§ **Given data**
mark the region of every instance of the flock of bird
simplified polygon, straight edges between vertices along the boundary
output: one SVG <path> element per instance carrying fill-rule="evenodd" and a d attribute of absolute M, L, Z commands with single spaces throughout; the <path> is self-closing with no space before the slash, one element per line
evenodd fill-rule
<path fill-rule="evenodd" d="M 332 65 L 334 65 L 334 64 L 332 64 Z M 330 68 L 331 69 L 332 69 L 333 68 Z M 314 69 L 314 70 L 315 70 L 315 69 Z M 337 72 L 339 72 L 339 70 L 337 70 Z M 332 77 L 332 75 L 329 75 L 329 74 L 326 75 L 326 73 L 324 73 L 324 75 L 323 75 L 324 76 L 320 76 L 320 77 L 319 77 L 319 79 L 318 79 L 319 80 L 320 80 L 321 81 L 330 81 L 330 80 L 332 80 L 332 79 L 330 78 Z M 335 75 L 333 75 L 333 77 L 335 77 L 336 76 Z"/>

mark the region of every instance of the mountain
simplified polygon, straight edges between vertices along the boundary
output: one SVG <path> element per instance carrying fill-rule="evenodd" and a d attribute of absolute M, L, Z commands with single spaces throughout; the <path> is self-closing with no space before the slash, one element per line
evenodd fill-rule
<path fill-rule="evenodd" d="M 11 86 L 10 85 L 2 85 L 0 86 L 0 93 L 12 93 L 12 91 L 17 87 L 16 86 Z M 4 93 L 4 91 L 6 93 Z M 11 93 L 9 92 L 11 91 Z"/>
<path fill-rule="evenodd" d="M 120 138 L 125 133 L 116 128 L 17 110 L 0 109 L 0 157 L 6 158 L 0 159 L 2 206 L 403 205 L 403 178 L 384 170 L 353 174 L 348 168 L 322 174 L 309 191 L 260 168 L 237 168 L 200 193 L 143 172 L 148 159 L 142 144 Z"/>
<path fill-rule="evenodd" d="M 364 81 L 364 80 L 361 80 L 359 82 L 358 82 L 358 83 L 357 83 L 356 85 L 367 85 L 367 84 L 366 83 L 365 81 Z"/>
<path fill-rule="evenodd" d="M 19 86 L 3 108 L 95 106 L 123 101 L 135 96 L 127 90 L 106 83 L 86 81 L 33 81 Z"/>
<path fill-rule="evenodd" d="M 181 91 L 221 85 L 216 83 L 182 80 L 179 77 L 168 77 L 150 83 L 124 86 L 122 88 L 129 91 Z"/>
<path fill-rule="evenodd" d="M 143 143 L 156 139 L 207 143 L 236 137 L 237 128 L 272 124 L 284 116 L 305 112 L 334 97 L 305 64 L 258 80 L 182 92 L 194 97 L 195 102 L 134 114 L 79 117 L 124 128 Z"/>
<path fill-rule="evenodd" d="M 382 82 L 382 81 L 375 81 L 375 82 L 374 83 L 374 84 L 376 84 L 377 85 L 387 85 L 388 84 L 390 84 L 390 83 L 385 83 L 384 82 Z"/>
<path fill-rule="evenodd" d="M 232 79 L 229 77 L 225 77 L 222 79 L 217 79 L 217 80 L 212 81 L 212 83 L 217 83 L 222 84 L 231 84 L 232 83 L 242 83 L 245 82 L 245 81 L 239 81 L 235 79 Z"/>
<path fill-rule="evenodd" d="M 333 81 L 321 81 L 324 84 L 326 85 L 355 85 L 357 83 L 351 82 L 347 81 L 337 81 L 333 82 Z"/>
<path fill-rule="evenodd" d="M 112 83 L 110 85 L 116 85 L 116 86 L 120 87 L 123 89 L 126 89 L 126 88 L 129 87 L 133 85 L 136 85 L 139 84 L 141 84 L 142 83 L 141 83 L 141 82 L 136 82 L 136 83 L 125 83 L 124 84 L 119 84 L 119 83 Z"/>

---

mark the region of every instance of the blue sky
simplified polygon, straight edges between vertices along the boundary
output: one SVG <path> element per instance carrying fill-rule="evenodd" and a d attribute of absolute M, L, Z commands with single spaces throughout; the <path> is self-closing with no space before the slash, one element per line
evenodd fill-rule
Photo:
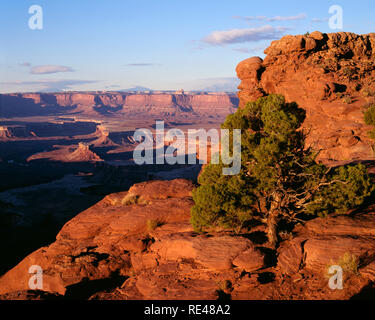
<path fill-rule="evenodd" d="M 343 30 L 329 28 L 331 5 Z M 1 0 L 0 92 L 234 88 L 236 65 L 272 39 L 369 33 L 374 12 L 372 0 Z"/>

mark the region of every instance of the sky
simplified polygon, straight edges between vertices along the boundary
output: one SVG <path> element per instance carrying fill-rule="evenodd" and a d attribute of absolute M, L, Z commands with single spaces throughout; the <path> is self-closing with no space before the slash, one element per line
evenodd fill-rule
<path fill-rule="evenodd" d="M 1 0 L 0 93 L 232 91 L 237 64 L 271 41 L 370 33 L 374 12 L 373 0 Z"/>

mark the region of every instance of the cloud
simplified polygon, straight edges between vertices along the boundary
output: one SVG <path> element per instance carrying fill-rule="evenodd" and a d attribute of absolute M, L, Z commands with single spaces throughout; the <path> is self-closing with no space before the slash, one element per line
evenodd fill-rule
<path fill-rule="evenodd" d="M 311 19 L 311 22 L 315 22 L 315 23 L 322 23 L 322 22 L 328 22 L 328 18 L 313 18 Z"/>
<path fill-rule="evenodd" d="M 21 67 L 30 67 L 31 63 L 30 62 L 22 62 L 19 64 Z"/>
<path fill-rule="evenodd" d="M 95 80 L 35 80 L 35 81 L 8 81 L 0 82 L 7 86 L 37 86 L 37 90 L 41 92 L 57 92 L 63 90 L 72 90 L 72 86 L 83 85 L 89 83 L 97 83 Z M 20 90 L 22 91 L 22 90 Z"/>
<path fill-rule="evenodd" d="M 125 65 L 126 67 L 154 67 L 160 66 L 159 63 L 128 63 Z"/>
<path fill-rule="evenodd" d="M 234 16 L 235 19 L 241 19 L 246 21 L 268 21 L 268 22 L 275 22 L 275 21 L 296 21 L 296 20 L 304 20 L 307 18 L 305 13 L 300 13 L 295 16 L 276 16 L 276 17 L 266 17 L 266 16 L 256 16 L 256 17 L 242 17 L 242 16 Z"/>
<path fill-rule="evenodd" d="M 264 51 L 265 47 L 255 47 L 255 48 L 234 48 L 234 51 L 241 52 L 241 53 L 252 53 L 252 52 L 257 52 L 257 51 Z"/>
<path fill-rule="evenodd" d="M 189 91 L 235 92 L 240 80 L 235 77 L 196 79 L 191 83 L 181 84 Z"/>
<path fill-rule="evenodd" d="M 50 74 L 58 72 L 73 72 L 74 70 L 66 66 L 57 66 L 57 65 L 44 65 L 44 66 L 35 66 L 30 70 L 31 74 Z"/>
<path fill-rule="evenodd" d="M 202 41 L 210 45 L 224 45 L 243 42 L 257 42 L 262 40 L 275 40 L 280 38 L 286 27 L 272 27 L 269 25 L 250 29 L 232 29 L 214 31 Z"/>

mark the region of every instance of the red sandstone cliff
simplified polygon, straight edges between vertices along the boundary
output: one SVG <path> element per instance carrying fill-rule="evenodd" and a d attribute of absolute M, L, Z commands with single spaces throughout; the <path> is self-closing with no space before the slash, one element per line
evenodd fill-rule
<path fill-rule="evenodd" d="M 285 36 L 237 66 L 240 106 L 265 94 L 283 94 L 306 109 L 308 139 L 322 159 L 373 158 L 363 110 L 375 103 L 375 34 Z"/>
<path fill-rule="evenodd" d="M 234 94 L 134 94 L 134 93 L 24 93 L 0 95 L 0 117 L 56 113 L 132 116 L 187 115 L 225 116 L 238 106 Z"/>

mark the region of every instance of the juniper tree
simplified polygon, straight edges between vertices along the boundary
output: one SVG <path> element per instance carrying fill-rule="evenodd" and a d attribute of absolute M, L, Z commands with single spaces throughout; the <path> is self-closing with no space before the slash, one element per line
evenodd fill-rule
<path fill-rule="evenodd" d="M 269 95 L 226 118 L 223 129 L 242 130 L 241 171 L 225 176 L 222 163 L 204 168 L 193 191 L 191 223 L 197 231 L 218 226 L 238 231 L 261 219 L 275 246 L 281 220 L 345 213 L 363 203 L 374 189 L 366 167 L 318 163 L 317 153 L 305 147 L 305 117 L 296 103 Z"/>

§ **Given exercise**
Lay out the data starting with the line containing "mark the region of every instance of the flock" and going on through the line containing "332 65 L 334" as a two-column CSV with the columns instruction and result. Give one row for each request, with its text and its answer each in a single quoted field and line breaks replaced by spaces.

§ **Response to the task**
instruction,result
"mark the region of every instance of the flock of bird simplified polygon, straight edges between vertices along the boundary output: one SVG <path> element per instance carrying fill-rule=""evenodd"" and a d attribute of absolute M, L, Z commands with single spaces throughout; the <path> is self-closing with no space before the slash, one element per line evenodd fill-rule","<path fill-rule=""evenodd"" d=""M 332 65 L 334 65 L 334 64 L 332 64 Z M 330 68 L 331 69 L 332 69 L 333 68 Z M 314 69 L 314 70 L 315 70 L 315 69 Z M 337 72 L 339 72 L 339 70 L 337 70 Z M 332 77 L 332 75 L 329 75 L 329 74 L 326 75 L 326 73 L 324 73 L 324 75 L 323 75 L 324 76 L 320 76 L 320 77 L 319 77 L 319 79 L 318 79 L 319 80 L 320 80 L 321 81 L 330 81 L 330 80 L 332 80 L 332 79 L 330 78 Z M 335 75 L 333 75 L 333 77 L 335 77 L 336 76 Z""/>"